_Task instructions_. Reproduce the lines below word for word, leaving out nothing and changing nothing.

-------- The data --------

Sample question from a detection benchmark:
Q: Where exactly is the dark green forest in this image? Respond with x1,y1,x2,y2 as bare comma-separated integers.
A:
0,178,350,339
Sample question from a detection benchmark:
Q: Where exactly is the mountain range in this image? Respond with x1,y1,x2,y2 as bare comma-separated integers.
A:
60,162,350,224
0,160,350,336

--------

_Output of the task_.
Sample question from a detection benchmark:
Q: Where exactly is the dark green forest in this image? Respond with x1,y1,x2,y2 as bare comma-separated integers.
A:
0,178,350,339
Sample question from a detection benchmark:
Q: Where exactly is the mountain range in this image? Respond with x1,y1,x2,y2 as bare comma-separated integers.
A:
60,162,350,224
0,160,350,336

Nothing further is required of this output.